What is asked => Duplicate verbatim the lines of the records below, everything from the line containing "Batch job spec — class: man's hand." down to the line containing "35, 244, 433, 660", with both of those lines included.

Items listed in a dataset
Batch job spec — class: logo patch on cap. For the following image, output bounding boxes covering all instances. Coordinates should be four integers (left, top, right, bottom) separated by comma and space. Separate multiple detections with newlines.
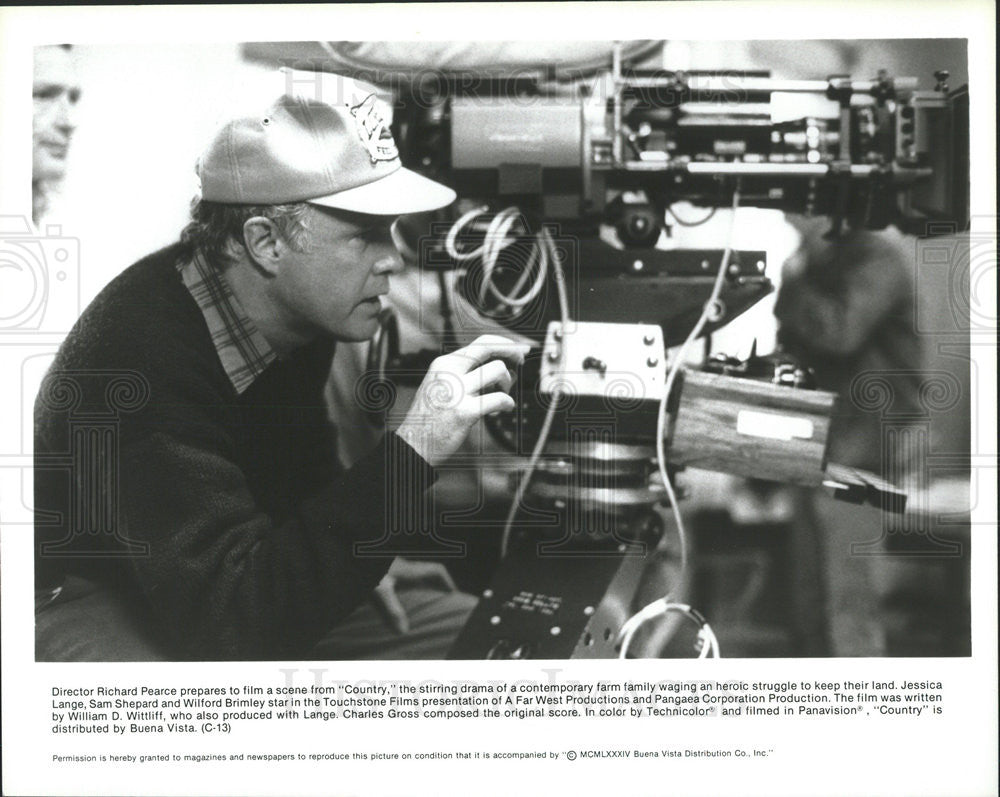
351, 94, 399, 163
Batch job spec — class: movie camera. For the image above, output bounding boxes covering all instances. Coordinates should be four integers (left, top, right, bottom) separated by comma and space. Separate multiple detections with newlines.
360, 48, 968, 658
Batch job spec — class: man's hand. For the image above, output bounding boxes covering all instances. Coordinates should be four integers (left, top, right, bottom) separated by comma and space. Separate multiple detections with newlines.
396, 335, 529, 465
372, 557, 458, 634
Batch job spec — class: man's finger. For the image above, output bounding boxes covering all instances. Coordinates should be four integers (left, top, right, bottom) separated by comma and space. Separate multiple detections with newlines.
416, 562, 458, 592
463, 360, 514, 394
449, 335, 531, 371
473, 393, 517, 416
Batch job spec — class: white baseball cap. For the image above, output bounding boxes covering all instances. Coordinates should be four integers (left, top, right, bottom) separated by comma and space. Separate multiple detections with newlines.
195, 73, 455, 215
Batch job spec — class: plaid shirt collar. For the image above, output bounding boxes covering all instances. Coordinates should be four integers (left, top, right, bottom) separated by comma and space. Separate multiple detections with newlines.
177, 250, 278, 393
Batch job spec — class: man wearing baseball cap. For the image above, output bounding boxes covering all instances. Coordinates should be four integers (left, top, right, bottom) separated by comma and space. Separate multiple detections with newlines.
35, 76, 526, 661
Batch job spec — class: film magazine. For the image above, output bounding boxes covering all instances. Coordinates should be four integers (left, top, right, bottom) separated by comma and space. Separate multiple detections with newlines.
0, 0, 997, 795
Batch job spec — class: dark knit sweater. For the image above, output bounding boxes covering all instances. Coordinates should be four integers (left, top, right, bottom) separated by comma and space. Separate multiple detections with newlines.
35, 244, 433, 660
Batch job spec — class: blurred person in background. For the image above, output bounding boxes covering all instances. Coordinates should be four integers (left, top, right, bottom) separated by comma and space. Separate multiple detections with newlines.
31, 44, 81, 225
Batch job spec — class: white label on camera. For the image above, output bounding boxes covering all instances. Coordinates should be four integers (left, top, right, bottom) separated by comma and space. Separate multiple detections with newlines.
736, 410, 813, 440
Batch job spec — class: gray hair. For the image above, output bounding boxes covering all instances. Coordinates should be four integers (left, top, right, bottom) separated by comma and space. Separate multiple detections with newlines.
181, 196, 309, 268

Solution to this task =>
Batch job spec — class: man's hand. For the image above, output bounding boxes covering all instances. Coordinates should be four integers (left, top, right, bottom) separated by comma and space. Separate multiple detections with newlines.
396, 335, 529, 465
372, 557, 458, 634
Batch job spec — class: man's finger. For the image above, output bounding boxes covering all instances. Coordinates should be four integers (left, top, right, bottom) separated by comma and space. Separate multiple detections with newlines.
416, 562, 458, 592
463, 360, 514, 394
449, 335, 531, 371
473, 393, 517, 416
Batch job spec — class: white baseball cap. For the image above, output bounding boxes covering all instances. Coordinates should be four integers (left, top, right, bottom) separated by comma and space. Separate multiple detections with newlines.
195, 73, 455, 215
Batch job spec — class: plaid shirt collar. For the image above, output bounding boxes covering all instances. Coordinates should be four integers (left, top, right, bottom) separated by comma and space. Separate multiple detections with newlines.
177, 250, 278, 393
Batch job spec — class: man wearing baseball cap. For the image above, output bounding boxes covering all instances. Coordinates should be four integers (left, top, right, bottom) separated by comma and space. Separate multiple detections with newlines.
35, 76, 526, 661
Batch job spec — class: film magazine. For the image above, output bounding boxes covering all instances. Coordinates should be four integers (left, top, right, bottom) separated by comma and space. Separate multiple detections with newlines.
0, 0, 997, 795
Batch job spec — class: dark knit sweater. For the image above, output bounding boxes covering all instances. Coordinates should be four integers (left, top, right, bottom) separated by comma and space. Separate multiple detections with newlines.
35, 244, 433, 660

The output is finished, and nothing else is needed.